Short exercise: Reproduce the data below verbatim, from the line containing "extended forearm -> outline each instance" down through the line containing "[[[712,380],[914,363],[914,224],[711,269]]]", including both of those lines. Omit the pictures from your answer.

Data provided:

::::::

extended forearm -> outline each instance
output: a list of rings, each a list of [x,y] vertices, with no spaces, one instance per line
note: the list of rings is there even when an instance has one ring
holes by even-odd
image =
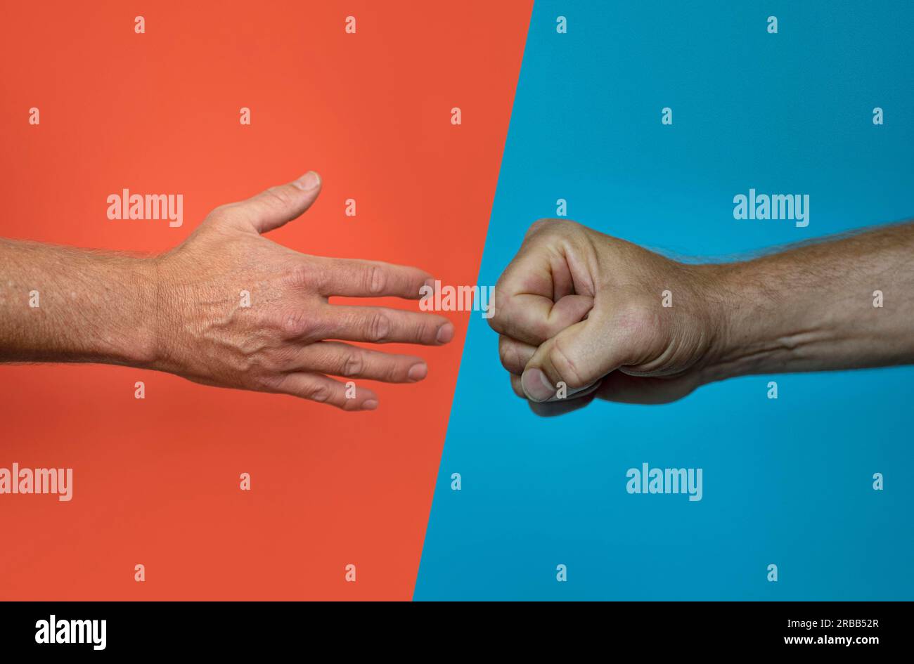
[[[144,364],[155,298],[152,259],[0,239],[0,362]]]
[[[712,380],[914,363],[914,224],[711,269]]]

::::::

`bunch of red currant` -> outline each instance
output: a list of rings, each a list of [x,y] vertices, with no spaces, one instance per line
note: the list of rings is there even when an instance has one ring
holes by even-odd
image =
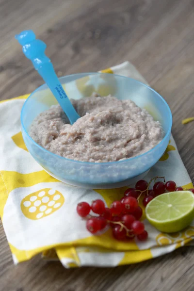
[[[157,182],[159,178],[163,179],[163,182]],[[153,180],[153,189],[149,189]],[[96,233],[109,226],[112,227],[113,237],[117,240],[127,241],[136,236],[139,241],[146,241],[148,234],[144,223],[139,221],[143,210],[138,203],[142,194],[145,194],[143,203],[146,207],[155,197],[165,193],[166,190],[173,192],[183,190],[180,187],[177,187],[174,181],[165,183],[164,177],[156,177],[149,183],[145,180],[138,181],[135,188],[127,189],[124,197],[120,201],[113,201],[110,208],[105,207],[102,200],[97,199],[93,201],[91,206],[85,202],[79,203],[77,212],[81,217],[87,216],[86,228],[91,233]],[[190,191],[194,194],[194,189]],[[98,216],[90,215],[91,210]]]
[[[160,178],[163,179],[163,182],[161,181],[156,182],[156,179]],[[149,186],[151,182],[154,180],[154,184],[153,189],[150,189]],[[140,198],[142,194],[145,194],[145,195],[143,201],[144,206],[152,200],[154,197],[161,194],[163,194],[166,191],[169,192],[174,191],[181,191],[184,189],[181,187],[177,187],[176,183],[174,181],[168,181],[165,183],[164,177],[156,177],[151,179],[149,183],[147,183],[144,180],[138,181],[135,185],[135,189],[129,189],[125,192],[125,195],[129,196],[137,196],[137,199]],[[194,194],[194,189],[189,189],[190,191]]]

::::::

Result of this exercise:
extended forearm -> outline each instance
output: a list of rings, each a list of [x,y] vertices, with no spaces, one instance per line
note: the list of rings is there even when an instance has one ring
holes by even-odd
image =
[[[144,364],[155,298],[152,259],[0,239],[0,362]]]
[[[712,380],[914,363],[914,224],[711,269]]]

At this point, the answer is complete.